TASK GOAL =>
Repeat exactly, and only, the lines from the line containing "For each instance of the outstretched" through the last line of the records below, including both.

A run of records =>
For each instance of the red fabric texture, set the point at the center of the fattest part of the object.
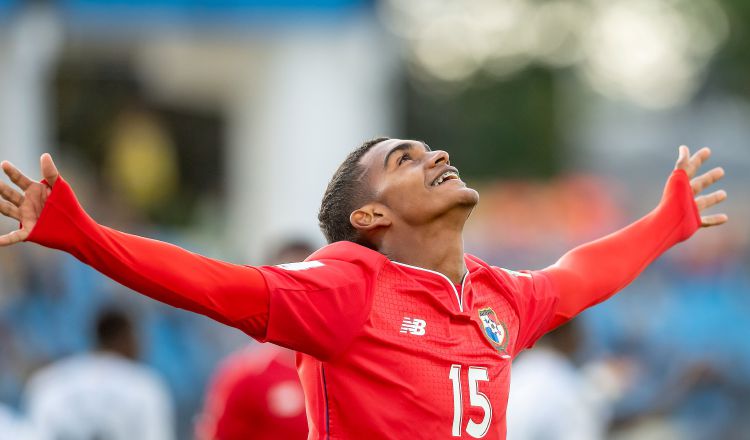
(255, 394)
(593, 272)
(232, 294)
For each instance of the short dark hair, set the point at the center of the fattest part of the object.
(112, 326)
(345, 192)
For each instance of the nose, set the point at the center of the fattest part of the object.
(440, 157)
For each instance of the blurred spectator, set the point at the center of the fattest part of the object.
(552, 399)
(105, 394)
(256, 393)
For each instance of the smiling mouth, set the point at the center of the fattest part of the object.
(446, 176)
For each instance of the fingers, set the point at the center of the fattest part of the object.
(10, 194)
(49, 170)
(697, 160)
(709, 200)
(16, 176)
(691, 164)
(705, 180)
(14, 237)
(10, 210)
(713, 220)
(683, 155)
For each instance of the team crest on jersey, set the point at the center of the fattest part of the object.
(494, 329)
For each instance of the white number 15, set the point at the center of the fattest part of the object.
(476, 398)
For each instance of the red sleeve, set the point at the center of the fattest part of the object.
(535, 299)
(593, 272)
(232, 294)
(318, 307)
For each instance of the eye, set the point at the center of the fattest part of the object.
(403, 158)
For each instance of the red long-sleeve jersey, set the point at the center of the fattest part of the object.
(385, 349)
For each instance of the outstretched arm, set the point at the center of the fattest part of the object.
(591, 273)
(50, 215)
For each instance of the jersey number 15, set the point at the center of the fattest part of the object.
(476, 398)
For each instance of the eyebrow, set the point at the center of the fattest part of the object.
(402, 147)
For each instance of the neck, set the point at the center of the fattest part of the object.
(436, 246)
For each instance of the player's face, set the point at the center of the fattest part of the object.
(414, 182)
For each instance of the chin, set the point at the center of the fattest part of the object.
(469, 197)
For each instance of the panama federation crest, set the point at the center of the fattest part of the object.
(494, 329)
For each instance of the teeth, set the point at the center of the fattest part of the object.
(443, 177)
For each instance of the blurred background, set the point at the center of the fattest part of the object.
(216, 124)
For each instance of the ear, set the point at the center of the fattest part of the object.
(370, 217)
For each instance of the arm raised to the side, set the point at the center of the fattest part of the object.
(591, 273)
(50, 215)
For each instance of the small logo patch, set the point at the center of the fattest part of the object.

OUTPUT OF THE EXERCISE =>
For each instance of the outstretched arm, set the point at the center of the fattest part of the object.
(591, 273)
(50, 215)
For each instance of the jersey number 15, set the point at the center of the fattest part of the object.
(476, 398)
For each instance of the eyebrow, set the point at the center of the fattest part of the object.
(402, 147)
For each instance of the neck, set the point at the center of the fattest part of the object.
(436, 246)
For each instance of the player's face, set the point at the center of the fattest part of the object.
(414, 182)
For each instance of the chin, set the point at the center of the fattest part of the object.
(469, 197)
For each instance of the panama federation crest, set the point at the center of the fattest part of the object.
(494, 329)
For each instance of the teeth, set the point at the center of the fattest part of the object.
(443, 177)
For each instance of the blurred background, set the point at the center of the fattest part of the object.
(216, 124)
For each instance of the ear, set the point at the center of the fattest part of the object.
(370, 217)
For each instance of the arm raised to the side, set the point at the center of the fattest part of the object.
(591, 273)
(50, 215)
For each instance of the small logo patch, set the point at the center of the fattest part of the object.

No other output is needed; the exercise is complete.